─── Dataset content
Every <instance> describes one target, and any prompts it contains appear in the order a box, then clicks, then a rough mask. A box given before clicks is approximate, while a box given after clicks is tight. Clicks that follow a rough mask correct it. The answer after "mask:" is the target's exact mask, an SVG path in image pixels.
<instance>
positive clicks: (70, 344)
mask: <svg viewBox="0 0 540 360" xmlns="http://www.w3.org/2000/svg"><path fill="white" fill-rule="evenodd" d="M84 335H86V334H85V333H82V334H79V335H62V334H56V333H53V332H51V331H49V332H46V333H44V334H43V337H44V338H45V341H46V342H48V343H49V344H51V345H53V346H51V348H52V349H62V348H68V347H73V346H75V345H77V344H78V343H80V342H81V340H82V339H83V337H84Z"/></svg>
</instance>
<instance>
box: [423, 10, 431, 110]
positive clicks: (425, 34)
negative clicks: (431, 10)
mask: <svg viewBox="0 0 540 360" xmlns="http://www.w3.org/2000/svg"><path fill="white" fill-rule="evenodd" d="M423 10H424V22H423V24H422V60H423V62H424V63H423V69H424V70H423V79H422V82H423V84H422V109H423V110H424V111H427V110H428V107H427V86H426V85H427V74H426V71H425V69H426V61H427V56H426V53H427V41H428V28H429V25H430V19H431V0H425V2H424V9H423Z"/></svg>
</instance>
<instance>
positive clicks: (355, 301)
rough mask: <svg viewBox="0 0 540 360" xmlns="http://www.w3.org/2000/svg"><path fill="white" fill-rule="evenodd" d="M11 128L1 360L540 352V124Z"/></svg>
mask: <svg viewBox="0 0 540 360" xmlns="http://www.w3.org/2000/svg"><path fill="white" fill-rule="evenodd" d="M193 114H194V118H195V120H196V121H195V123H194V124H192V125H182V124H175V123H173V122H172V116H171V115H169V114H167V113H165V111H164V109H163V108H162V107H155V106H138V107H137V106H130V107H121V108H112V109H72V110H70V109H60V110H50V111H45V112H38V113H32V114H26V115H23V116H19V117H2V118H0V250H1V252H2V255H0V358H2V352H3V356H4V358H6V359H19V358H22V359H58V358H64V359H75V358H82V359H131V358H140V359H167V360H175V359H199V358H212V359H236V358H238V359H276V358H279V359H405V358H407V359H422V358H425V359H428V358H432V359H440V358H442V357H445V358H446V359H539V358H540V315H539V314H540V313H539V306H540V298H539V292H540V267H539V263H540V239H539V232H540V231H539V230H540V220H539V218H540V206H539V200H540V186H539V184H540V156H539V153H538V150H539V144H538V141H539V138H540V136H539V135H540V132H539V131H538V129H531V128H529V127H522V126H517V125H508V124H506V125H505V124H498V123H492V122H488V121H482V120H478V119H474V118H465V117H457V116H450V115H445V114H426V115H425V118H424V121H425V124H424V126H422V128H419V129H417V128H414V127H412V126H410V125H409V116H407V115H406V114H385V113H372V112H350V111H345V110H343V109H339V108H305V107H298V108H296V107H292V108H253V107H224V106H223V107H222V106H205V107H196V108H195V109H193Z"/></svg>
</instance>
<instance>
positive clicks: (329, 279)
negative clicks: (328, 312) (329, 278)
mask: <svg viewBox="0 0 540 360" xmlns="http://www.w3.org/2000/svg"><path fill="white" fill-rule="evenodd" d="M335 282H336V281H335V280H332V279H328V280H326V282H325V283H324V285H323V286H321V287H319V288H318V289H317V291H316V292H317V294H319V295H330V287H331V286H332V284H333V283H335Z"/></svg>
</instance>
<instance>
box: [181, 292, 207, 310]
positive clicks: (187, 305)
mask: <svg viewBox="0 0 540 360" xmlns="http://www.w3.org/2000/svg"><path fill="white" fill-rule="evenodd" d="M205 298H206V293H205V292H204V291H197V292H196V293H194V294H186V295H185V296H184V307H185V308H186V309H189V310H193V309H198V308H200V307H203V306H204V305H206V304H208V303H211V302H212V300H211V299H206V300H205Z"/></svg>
──────
[The problem] Could you repeat every record above exactly as it is written?

[Finished exercise]
Every <instance> describes one target, and any prompts it contains appear in the order a box, then clicks, then a rough mask. A box given before clicks is approximate, while a box given after clicks is tight. Clicks that follow a rough mask correct it. The answer after "mask:" is the target's exact mask, an SVG path in image pixels.
<instance>
positive clicks: (70, 344)
mask: <svg viewBox="0 0 540 360" xmlns="http://www.w3.org/2000/svg"><path fill="white" fill-rule="evenodd" d="M84 335H86V334H85V333H82V334H79V335H62V334H56V333H53V332H51V331H49V332H46V333H44V334H43V337H44V338H45V341H46V342H48V343H49V344H51V345H53V346H51V348H52V349H62V348H68V347H73V346H75V345H77V344H78V343H80V342H81V340H82V339H83V337H84Z"/></svg>
</instance>
<instance>
box: [423, 10, 431, 110]
positive clicks: (425, 34)
negative clicks: (431, 10)
mask: <svg viewBox="0 0 540 360" xmlns="http://www.w3.org/2000/svg"><path fill="white" fill-rule="evenodd" d="M423 10H424V22H423V24H422V60H423V62H424V63H423V69H424V70H423V79H422V82H423V84H422V109H423V110H424V111H427V110H428V107H427V86H426V85H427V74H426V71H425V69H426V61H427V56H426V53H427V41H428V28H429V25H430V19H431V0H425V2H424V9H423Z"/></svg>
</instance>
<instance>
positive clicks: (355, 301)
rough mask: <svg viewBox="0 0 540 360" xmlns="http://www.w3.org/2000/svg"><path fill="white" fill-rule="evenodd" d="M11 128L1 360L540 352V124Z"/></svg>
mask: <svg viewBox="0 0 540 360" xmlns="http://www.w3.org/2000/svg"><path fill="white" fill-rule="evenodd" d="M193 114H194V118H195V120H196V121H195V123H194V124H192V125H182V124H175V123H173V122H172V116H171V115H169V114H167V113H165V111H164V109H163V108H162V107H155V106H138V107H137V106H130V107H121V108H112V109H72V110H70V109H60V110H50V111H45V112H38V113H32V114H26V115H23V116H19V117H2V118H0V250H1V252H2V255H0V358H2V352H3V356H4V358H6V359H19V358H22V359H58V358H64V359H75V358H82V359H131V358H140V359H167V360H175V359H199V358H212V359H236V358H238V359H276V358H279V359H405V358H407V359H422V358H425V359H428V358H432V359H440V358H442V357H445V358H446V359H539V358H540V315H539V314H540V313H539V306H540V298H539V292H540V267H539V263H540V239H539V232H540V231H539V230H540V220H539V218H540V206H539V200H540V186H539V184H540V156H539V153H538V150H539V144H538V141H539V138H540V136H539V135H540V132H539V131H538V129H531V128H529V127H522V126H517V125H508V124H506V125H505V124H498V123H492V122H488V121H482V120H478V119H474V118H465V117H457V116H450V115H445V114H426V115H425V118H424V121H425V124H424V126H422V128H419V129H417V128H414V127H412V126H410V125H409V116H407V115H406V114H385V113H372V112H350V111H345V110H343V109H339V108H305V107H298V108H296V107H292V108H253V107H224V106H223V107H222V106H205V107H196V108H195V109H193Z"/></svg>
</instance>
<instance>
positive clicks: (329, 279)
negative clicks: (328, 312) (329, 278)
mask: <svg viewBox="0 0 540 360" xmlns="http://www.w3.org/2000/svg"><path fill="white" fill-rule="evenodd" d="M335 282H336V281H335V280H332V279H328V280H326V282H325V283H324V285H323V286H321V287H319V288H318V289H317V291H316V292H317V294H319V295H330V287H331V286H332V284H333V283H335Z"/></svg>
</instance>
<instance>
box: [181, 292, 207, 310]
positive clicks: (187, 305)
mask: <svg viewBox="0 0 540 360" xmlns="http://www.w3.org/2000/svg"><path fill="white" fill-rule="evenodd" d="M205 298H206V293H205V292H204V291H197V292H196V293H194V294H186V295H185V296H184V307H185V308H186V309H189V310H193V309H198V308H200V307H203V306H204V305H206V304H208V303H211V302H212V300H211V299H206V300H205Z"/></svg>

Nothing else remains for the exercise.